Copy out each of the records below verbatim, from the first line to the last.
[Start of MATERIAL FOR THIS EXERCISE]
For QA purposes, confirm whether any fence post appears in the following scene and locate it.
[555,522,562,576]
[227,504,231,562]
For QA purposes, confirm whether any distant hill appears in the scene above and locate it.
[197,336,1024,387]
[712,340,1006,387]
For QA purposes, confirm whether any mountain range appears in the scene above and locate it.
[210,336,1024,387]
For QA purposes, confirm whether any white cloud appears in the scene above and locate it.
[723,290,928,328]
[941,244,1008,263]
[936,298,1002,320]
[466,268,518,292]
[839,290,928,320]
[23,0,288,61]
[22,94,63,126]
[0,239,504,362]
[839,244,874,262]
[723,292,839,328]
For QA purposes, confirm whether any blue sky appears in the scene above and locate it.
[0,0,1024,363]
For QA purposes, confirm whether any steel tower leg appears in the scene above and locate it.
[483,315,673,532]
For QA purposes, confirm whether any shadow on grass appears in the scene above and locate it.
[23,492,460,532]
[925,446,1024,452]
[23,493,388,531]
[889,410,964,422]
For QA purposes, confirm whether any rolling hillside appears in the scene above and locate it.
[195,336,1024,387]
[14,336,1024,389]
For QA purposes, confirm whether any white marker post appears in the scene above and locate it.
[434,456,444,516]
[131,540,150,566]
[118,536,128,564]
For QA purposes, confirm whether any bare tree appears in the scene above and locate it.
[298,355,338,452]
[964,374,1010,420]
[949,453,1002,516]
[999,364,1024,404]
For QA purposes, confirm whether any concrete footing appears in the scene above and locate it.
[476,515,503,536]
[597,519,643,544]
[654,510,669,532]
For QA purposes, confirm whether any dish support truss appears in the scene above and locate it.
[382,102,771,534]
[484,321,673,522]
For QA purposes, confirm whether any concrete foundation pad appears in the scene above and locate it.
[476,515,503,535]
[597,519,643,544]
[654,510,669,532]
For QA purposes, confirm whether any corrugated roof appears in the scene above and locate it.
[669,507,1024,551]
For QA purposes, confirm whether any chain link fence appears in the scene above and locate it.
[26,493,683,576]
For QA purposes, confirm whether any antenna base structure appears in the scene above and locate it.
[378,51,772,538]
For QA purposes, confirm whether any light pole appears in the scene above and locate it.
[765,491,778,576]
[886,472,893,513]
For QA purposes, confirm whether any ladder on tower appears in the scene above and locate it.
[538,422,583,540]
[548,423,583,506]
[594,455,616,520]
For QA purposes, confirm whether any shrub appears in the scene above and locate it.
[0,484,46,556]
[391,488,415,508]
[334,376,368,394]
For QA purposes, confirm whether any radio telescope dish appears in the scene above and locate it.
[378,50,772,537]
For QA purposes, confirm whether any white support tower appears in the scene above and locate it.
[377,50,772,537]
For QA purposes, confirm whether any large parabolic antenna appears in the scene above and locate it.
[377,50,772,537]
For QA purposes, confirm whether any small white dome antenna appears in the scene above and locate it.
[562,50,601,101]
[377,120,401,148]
[End of MATERIAL FOR THIS EXERCISE]
WORKED ANSWER:
For QA purposes, confirm whether any fence post appears in the following scene and locate it.
[555,522,562,576]
[227,504,231,562]
For QA purposes, confirm whether any distant hill appears in the scene above and locate it.
[197,336,1024,387]
[712,340,1006,387]
For QA purposes, confirm whether any mountain range appears in the scene above and locate it.
[210,336,1024,387]
For QA purposes, confirm whether any white cloud appears in the scene above and locate it.
[723,290,928,328]
[941,244,1008,263]
[936,298,1002,320]
[466,268,518,292]
[839,290,928,320]
[23,0,288,61]
[22,94,63,126]
[0,239,504,362]
[839,244,874,262]
[723,292,839,328]
For QA purposes, confirm whether any blue sky appears in the scene above and locate it.
[0,0,1024,363]
For QA purposes, confirm whether any steel tower leg appears in the scene above and locate it.
[483,315,673,532]
For QA purposes, confirm whether any shadow on grass appears in the scene above and locate it.
[23,492,460,532]
[925,446,1024,452]
[23,493,388,531]
[889,410,964,422]
For QA purposes, confirm whether any rolling hillside appears in the scene above and locate it.
[195,336,1024,387]
[14,336,1024,389]
For QA purposes, confirm whether any white marker post appears in the scene above and locate it.
[434,456,444,516]
[131,540,150,566]
[118,536,128,564]
For QA purposes, confirm whether any bare tree appears in the scene above and locate it.
[298,355,338,452]
[964,374,1010,420]
[949,453,1002,516]
[999,364,1024,404]
For QA purposes, confirm whether any concrete footing appears in the scene above and locate it.
[476,515,503,536]
[597,519,643,544]
[654,510,669,532]
For QA purposes, confirm whether any dish support truss appears in the scene above and locate it.
[382,102,771,534]
[484,321,673,522]
For QA purposes, confirm whether any concrete foundation pad appears in the scene above and locate it.
[476,515,503,535]
[597,519,643,544]
[654,510,669,532]
For QA purposes, confirm whether any corrugated roof appears in the scene above and locate it.
[669,507,1024,551]
For QA purposes, confirm whether any chain link fence appears in the scene above and locate it.
[26,493,683,576]
For QA purposes, confirm whether any antenna base structure appears in the scene above and locate it.
[378,51,772,538]
For QA purposes, confirm whether any light pole appears in the scene above and locate it.
[765,491,778,576]
[886,472,893,513]
For QA purposes, confirm whether any ladder on tower appears in the scene above and locate it.
[538,422,583,540]
[548,423,583,506]
[594,455,616,520]
For QA purposes, confirm whether any shrub appears in the scene above and locate it.
[0,484,46,556]
[391,488,415,508]
[334,376,368,394]
For QA purposes, confirm whether any radio telescope dish appears in the scene above and locate it.
[378,50,772,537]
For QA purposes, confirm whether any white support tower appears in the scene above and locate it.
[377,50,772,537]
For QA purposes, confirm whether any large parabolic antenna appears in the scene above and locate it.
[377,50,772,537]
For QA purposes, confirm whether any small white dome antenna appears in the scene above and locate it.
[562,50,601,101]
[377,120,401,148]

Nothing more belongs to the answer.